### [WORK TO COMPLETE]
Please return, with no alterations, the lines below from the very first through the one that contains "positive clicks: (349, 342) (356, 343)".

■ ■ ■ ■ ■

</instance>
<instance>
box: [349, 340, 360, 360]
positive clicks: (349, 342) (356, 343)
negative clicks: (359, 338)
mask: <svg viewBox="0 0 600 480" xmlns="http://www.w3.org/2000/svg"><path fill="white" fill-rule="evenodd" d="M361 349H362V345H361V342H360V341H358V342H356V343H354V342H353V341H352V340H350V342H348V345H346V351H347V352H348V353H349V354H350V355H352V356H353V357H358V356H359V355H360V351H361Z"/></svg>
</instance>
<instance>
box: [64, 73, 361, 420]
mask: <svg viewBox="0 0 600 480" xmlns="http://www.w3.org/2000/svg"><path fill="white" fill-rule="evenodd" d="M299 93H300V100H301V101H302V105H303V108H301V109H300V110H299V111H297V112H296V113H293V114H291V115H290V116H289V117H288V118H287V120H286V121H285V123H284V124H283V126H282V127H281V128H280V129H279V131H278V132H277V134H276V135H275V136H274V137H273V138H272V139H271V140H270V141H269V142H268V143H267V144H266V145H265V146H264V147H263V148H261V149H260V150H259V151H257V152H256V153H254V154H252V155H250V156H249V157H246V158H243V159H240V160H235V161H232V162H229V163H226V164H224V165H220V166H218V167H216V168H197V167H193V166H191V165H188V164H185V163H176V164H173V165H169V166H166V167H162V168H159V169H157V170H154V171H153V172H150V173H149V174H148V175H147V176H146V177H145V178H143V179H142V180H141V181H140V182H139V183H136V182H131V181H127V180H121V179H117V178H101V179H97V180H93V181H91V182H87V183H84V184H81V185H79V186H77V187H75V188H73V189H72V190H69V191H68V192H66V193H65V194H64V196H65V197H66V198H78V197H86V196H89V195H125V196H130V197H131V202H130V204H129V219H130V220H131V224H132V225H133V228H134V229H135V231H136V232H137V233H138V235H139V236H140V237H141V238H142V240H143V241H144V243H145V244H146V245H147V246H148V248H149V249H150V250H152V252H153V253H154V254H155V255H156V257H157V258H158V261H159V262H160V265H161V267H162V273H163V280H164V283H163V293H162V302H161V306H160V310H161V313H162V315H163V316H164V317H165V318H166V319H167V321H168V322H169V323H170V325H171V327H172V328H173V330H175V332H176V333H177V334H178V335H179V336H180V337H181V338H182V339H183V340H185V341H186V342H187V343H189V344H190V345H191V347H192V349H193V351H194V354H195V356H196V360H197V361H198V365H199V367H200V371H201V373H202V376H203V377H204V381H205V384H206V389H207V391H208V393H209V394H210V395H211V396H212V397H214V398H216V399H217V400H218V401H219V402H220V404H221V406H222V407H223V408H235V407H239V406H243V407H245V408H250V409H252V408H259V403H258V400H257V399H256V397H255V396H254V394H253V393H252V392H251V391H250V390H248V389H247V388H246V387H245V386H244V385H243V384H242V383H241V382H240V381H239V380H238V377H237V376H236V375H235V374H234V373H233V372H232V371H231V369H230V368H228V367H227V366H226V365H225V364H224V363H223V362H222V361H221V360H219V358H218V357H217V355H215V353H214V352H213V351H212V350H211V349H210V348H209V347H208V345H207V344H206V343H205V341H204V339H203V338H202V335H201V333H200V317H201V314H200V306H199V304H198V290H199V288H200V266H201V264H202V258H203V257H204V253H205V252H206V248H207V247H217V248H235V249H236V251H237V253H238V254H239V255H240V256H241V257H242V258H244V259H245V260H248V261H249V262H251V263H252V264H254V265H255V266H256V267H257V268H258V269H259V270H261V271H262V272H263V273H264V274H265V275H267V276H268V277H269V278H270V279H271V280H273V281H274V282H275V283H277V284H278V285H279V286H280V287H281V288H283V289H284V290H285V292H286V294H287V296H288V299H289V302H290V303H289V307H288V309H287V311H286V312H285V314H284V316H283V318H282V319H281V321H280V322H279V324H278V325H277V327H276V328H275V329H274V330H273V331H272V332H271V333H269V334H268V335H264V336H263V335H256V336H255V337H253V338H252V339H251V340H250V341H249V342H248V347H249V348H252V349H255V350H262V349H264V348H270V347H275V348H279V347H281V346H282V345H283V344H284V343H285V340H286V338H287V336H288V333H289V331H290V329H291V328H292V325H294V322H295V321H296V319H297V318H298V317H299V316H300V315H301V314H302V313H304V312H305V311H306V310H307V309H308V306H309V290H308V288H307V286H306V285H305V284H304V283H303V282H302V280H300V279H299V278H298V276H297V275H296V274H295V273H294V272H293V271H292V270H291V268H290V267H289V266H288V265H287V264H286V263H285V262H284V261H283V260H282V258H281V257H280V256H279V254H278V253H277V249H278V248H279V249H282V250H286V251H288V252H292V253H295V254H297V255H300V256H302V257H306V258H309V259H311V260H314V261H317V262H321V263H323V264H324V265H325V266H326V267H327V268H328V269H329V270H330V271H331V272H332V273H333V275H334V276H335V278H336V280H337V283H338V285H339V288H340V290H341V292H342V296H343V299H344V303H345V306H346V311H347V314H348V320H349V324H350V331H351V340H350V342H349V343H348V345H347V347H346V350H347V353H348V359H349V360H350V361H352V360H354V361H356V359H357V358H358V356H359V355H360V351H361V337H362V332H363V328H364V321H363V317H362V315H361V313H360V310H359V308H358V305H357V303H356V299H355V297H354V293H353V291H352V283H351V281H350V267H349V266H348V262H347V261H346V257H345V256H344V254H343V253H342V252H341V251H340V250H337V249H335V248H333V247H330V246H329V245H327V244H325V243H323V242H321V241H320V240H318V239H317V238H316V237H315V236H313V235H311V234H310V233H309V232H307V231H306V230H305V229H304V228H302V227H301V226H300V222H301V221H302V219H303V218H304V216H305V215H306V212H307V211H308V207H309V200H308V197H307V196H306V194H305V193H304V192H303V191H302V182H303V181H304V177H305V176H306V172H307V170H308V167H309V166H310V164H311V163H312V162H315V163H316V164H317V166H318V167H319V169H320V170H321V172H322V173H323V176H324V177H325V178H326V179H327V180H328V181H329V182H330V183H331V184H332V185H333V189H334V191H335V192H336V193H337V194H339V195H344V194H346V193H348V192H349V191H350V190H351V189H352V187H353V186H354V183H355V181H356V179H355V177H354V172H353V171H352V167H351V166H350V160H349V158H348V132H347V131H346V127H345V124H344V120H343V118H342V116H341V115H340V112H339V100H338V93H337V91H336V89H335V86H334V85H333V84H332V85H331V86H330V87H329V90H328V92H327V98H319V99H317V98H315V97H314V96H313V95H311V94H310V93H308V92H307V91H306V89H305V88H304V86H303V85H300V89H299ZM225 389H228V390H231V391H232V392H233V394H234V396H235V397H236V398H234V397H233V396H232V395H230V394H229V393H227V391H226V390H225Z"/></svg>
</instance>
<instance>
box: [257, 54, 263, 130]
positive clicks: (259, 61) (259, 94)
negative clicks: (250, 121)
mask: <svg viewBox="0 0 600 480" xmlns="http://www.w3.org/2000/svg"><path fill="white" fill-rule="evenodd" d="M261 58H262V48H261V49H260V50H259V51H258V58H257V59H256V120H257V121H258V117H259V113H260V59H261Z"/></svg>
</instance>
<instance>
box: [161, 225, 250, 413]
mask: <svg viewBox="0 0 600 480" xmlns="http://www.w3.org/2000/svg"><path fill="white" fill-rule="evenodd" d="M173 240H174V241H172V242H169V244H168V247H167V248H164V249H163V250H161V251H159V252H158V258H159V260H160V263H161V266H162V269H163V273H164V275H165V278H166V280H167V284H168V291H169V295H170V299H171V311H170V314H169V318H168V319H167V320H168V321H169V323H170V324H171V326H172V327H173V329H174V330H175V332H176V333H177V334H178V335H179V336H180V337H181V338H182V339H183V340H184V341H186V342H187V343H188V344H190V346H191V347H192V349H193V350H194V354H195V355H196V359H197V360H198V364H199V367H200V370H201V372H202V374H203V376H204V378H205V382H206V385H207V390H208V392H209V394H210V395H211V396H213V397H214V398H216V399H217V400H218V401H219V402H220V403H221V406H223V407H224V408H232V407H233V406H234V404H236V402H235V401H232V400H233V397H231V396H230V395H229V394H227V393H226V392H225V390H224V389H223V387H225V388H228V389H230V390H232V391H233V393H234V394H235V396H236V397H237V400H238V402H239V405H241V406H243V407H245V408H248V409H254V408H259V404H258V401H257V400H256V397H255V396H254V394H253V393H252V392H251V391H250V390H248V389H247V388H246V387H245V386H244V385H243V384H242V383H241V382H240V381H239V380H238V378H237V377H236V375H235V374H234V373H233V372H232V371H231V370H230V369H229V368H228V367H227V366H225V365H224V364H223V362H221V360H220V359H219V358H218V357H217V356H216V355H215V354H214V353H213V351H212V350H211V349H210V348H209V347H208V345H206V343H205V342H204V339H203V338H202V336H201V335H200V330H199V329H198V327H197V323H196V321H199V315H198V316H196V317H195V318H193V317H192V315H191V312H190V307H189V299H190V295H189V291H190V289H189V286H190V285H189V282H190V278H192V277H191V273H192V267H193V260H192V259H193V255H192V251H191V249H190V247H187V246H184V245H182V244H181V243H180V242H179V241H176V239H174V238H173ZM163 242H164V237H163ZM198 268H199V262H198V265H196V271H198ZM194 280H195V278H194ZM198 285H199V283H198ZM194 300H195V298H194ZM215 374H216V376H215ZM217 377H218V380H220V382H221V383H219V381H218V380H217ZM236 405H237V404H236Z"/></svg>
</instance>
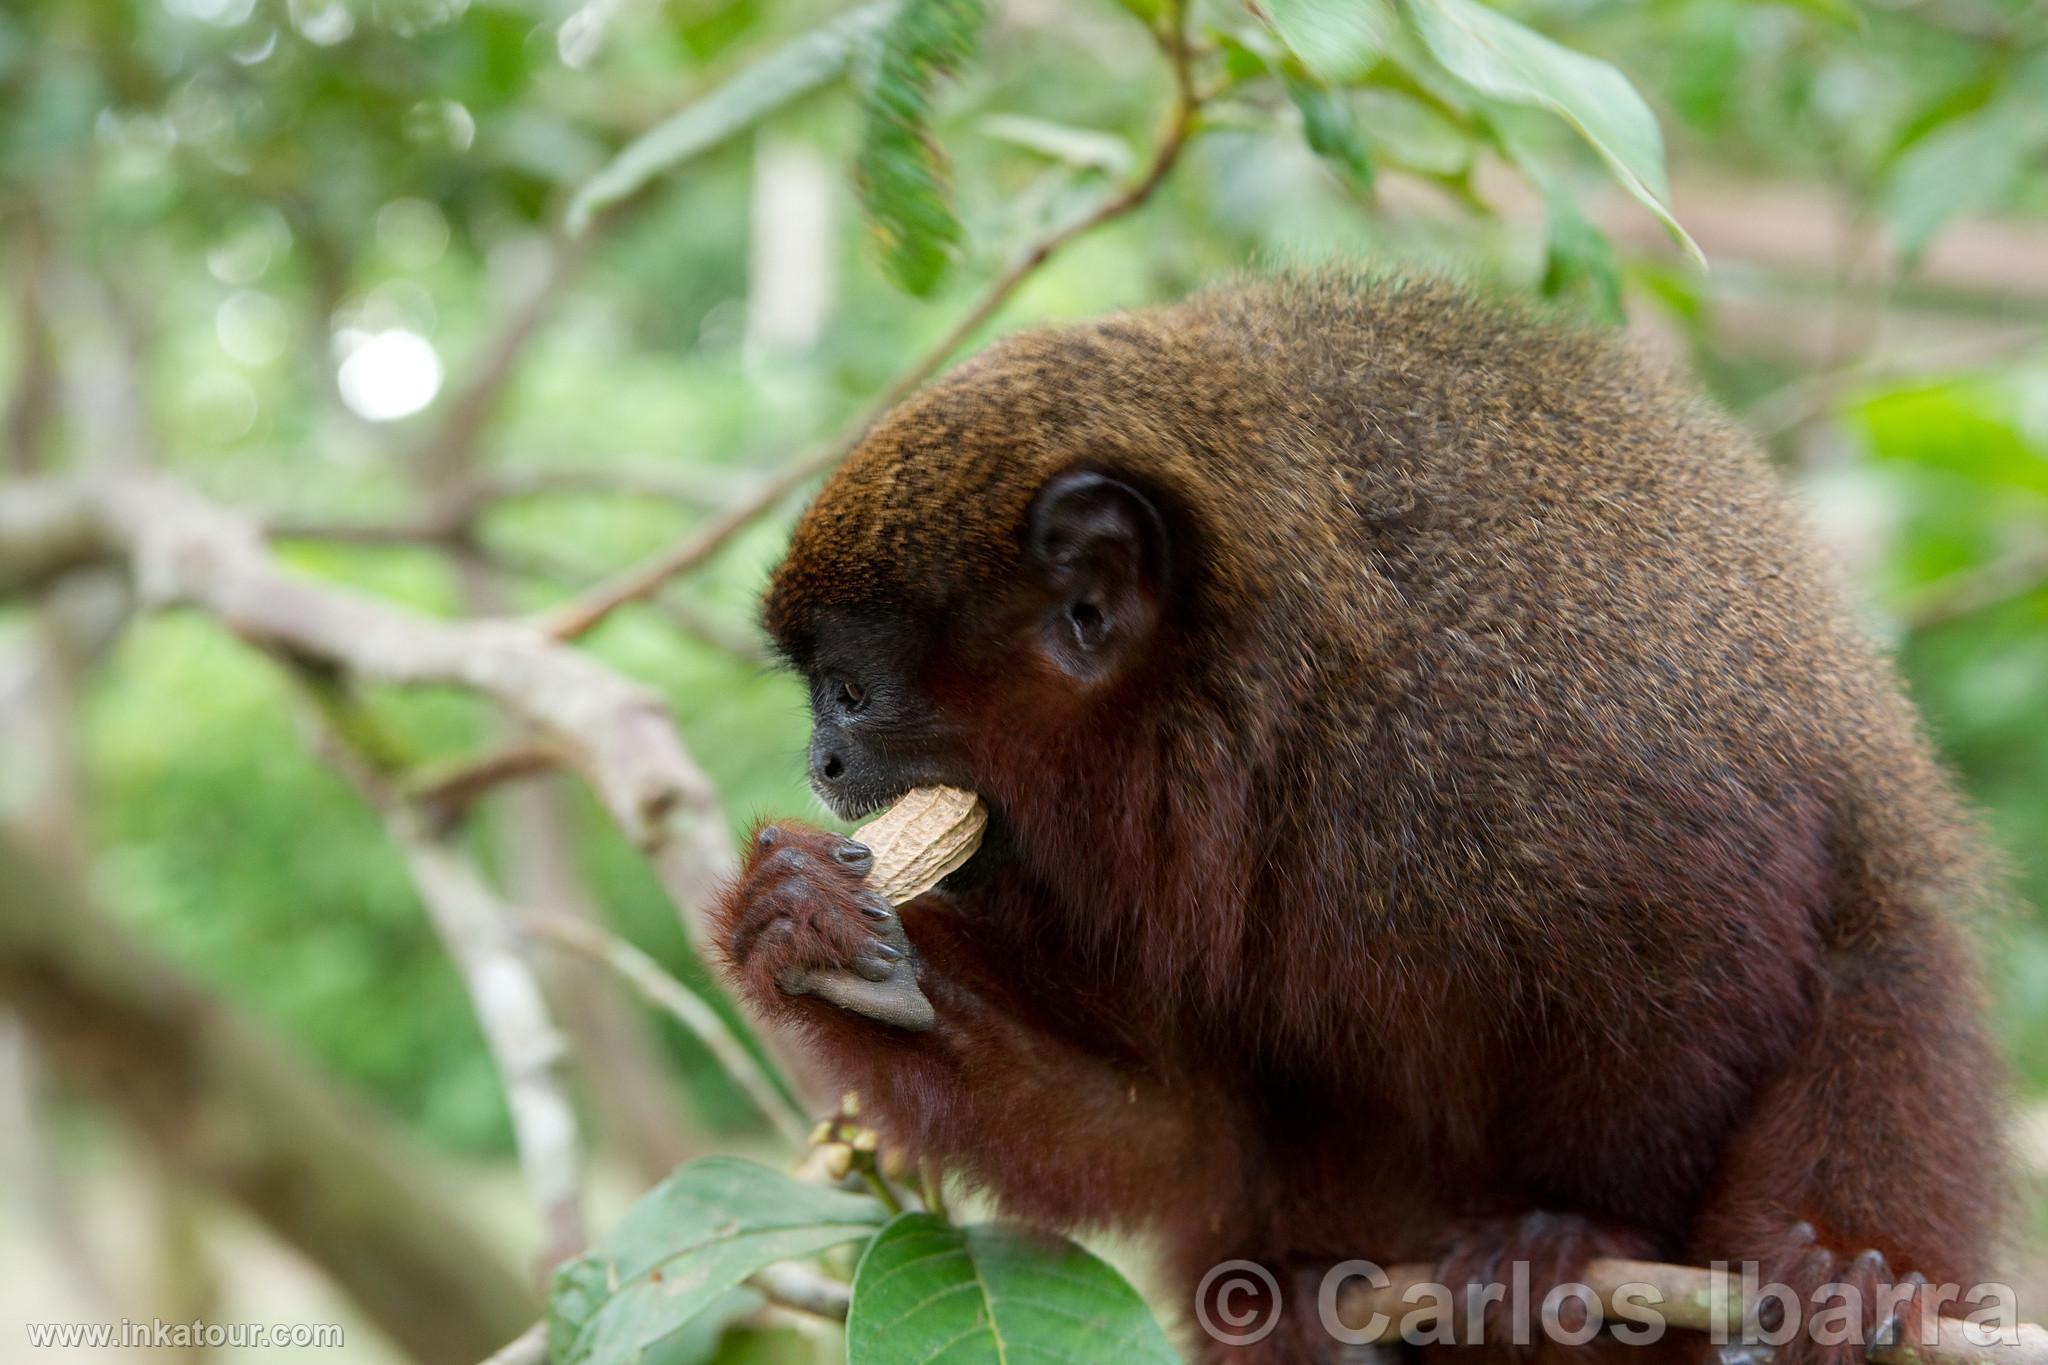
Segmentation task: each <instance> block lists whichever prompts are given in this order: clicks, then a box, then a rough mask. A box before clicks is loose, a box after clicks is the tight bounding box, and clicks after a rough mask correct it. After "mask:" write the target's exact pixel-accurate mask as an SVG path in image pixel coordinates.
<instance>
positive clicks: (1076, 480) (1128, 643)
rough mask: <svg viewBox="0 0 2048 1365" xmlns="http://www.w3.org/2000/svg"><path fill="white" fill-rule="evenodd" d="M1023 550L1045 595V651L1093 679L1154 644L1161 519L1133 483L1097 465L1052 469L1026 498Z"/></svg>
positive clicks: (1157, 513)
mask: <svg viewBox="0 0 2048 1365" xmlns="http://www.w3.org/2000/svg"><path fill="white" fill-rule="evenodd" d="M1026 534H1028V540H1026V555H1028V559H1030V567H1032V569H1034V571H1036V577H1038V581H1040V585H1042V587H1044V589H1047V593H1049V602H1047V610H1044V616H1042V620H1040V639H1042V645H1044V651H1047V655H1049V657H1051V659H1053V663H1055V665H1057V667H1059V669H1061V671H1063V673H1067V675H1069V677H1073V679H1077V681H1083V684H1096V681H1102V679H1106V677H1112V675H1114V673H1118V671H1120V669H1122V667H1124V665H1126V663H1128V661H1130V659H1135V657H1137V655H1139V653H1141V651H1143V647H1145V645H1147V643H1149V641H1151V636H1153V632H1155V630H1157V626H1159V614H1161V608H1163V604H1165V579H1167V536H1165V520H1163V518H1161V516H1159V510H1157V508H1155V505H1153V501H1151V499H1149V497H1147V495H1145V493H1141V491H1139V489H1135V487H1130V485H1128V483H1122V481H1118V479H1112V477H1110V475H1102V473H1096V471H1085V469H1083V471H1073V473H1065V475H1055V477H1053V479H1051V481H1047V485H1044V487H1042V489H1038V495H1036V497H1034V499H1032V508H1030V520H1028V532H1026Z"/></svg>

■ ■ ■ ■ ■

### [WRITTEN RESPONSE]
</instance>
<instance>
box: [349, 340, 360, 360]
positive clicks: (349, 342) (356, 343)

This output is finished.